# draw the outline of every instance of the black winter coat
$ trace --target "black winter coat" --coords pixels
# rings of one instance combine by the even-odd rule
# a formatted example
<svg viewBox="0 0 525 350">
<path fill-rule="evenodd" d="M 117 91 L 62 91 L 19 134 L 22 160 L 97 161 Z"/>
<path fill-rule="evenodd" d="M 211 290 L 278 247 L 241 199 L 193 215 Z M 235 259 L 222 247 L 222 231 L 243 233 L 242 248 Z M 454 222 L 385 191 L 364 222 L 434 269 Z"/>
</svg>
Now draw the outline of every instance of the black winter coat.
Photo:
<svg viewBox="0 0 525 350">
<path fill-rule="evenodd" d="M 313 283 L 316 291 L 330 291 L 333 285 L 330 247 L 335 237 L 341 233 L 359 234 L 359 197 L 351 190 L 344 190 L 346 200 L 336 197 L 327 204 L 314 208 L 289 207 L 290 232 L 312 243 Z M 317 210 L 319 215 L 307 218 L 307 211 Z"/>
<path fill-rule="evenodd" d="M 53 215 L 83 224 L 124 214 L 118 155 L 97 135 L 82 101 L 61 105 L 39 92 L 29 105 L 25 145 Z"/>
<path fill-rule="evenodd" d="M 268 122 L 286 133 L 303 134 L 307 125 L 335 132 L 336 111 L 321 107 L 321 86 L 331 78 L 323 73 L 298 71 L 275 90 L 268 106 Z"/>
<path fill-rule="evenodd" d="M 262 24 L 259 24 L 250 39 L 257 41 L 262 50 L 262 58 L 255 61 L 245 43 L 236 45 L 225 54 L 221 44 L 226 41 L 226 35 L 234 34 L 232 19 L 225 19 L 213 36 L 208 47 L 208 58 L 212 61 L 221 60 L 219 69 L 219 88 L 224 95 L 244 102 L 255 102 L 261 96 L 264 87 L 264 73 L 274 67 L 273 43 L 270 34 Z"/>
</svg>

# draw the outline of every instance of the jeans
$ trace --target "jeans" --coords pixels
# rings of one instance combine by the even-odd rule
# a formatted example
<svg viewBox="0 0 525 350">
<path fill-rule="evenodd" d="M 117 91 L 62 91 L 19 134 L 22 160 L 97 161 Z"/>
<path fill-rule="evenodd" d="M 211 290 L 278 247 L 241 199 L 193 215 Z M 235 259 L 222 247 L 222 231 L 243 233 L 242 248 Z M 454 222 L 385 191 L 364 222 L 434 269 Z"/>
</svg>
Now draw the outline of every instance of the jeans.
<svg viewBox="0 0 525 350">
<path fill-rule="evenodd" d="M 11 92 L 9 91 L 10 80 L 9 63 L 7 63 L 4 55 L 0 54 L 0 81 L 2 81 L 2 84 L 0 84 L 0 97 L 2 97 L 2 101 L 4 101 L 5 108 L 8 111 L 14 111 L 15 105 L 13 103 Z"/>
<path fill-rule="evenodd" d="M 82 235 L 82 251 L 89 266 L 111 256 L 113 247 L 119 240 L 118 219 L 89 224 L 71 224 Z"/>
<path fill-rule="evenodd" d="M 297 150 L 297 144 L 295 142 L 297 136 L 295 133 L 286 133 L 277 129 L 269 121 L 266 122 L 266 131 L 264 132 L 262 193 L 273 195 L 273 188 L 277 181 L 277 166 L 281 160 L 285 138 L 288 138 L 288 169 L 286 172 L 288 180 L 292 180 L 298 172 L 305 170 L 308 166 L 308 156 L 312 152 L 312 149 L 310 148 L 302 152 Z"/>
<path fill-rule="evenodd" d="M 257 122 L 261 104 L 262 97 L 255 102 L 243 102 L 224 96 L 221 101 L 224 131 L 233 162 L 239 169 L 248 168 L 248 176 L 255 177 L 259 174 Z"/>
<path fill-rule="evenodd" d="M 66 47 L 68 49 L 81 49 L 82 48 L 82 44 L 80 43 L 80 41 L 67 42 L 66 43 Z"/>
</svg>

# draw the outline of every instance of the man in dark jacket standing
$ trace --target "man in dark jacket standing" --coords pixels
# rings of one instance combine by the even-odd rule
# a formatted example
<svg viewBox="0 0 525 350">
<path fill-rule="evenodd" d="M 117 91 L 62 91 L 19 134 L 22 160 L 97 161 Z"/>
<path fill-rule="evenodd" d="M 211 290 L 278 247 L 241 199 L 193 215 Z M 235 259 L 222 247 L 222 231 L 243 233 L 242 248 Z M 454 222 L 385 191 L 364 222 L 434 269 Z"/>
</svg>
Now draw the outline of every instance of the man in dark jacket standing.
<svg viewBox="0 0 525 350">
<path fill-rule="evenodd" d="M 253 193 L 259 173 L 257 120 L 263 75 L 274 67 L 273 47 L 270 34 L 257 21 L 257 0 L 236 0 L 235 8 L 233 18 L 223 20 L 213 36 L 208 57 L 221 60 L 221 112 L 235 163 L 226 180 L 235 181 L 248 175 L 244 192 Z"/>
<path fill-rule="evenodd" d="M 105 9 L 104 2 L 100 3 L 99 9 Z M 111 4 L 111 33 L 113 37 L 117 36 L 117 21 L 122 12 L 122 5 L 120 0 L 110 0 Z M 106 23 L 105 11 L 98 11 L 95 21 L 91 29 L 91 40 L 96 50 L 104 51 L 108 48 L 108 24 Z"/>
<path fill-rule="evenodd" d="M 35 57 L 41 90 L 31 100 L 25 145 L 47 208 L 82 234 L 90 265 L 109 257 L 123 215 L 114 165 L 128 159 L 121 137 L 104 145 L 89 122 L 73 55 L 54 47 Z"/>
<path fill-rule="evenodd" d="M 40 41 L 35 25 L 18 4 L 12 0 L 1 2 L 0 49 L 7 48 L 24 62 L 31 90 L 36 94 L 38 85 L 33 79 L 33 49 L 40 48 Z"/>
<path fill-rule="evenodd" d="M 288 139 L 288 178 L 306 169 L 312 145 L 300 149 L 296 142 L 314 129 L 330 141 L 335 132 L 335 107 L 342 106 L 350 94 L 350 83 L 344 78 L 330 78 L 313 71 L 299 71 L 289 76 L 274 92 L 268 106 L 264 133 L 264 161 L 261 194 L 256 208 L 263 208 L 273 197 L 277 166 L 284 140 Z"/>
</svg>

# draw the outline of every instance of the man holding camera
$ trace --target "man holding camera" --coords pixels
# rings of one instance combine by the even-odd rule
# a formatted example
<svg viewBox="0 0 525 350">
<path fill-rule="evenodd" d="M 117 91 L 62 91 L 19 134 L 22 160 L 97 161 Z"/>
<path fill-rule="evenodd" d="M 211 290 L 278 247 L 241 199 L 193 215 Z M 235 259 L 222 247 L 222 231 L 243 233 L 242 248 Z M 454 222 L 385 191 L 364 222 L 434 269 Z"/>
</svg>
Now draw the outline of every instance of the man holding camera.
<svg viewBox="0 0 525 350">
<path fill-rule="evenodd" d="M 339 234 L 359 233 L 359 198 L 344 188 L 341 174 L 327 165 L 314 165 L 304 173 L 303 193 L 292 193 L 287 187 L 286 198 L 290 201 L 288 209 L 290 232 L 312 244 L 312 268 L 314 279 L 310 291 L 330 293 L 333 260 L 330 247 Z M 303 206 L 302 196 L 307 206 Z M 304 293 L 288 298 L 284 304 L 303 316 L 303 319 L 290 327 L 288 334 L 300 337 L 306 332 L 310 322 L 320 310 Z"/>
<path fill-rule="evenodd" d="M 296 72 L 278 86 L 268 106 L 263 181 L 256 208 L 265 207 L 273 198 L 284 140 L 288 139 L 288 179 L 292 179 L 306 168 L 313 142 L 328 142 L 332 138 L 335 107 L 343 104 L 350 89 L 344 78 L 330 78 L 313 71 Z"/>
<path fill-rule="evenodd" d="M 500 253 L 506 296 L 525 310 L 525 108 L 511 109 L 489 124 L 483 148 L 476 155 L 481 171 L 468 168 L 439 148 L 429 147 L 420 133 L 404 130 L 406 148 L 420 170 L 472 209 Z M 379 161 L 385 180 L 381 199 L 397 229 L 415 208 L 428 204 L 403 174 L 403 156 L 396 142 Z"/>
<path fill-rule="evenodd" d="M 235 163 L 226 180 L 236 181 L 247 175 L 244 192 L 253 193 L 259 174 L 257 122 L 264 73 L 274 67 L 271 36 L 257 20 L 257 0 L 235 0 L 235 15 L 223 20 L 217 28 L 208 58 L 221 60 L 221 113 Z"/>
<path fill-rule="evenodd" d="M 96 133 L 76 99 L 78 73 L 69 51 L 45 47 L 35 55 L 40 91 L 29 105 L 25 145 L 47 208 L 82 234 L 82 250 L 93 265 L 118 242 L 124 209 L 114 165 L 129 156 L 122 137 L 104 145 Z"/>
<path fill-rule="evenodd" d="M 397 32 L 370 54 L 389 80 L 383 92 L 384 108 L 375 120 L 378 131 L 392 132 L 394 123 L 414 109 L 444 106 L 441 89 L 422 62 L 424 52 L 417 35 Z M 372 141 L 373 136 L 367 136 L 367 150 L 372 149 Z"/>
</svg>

▶ What you have to do
Print the lines of the listing above, from its first line through the line containing "313 283 L 316", inclusive, with no changes.

▶ Exercise result
# draw the outline of every instance of the black winter coat
$ trace --target "black winter coat" --coords pixels
# rings of one instance combine by the even-odd rule
# a formatted example
<svg viewBox="0 0 525 350">
<path fill-rule="evenodd" d="M 117 91 L 62 91 L 19 134 L 22 160 L 97 161 Z"/>
<path fill-rule="evenodd" d="M 211 290 L 278 247 L 241 199 L 193 215 Z M 235 259 L 222 247 L 222 231 L 243 233 L 242 248 Z M 454 222 L 385 191 L 364 222 L 434 269 Z"/>
</svg>
Now draw the outline of every instance of the black winter coat.
Photo:
<svg viewBox="0 0 525 350">
<path fill-rule="evenodd" d="M 313 283 L 316 291 L 330 291 L 333 285 L 330 247 L 335 237 L 341 233 L 359 234 L 359 197 L 351 190 L 344 190 L 346 200 L 336 197 L 327 204 L 314 208 L 289 207 L 290 232 L 312 243 Z M 317 210 L 319 215 L 307 218 L 307 211 Z"/>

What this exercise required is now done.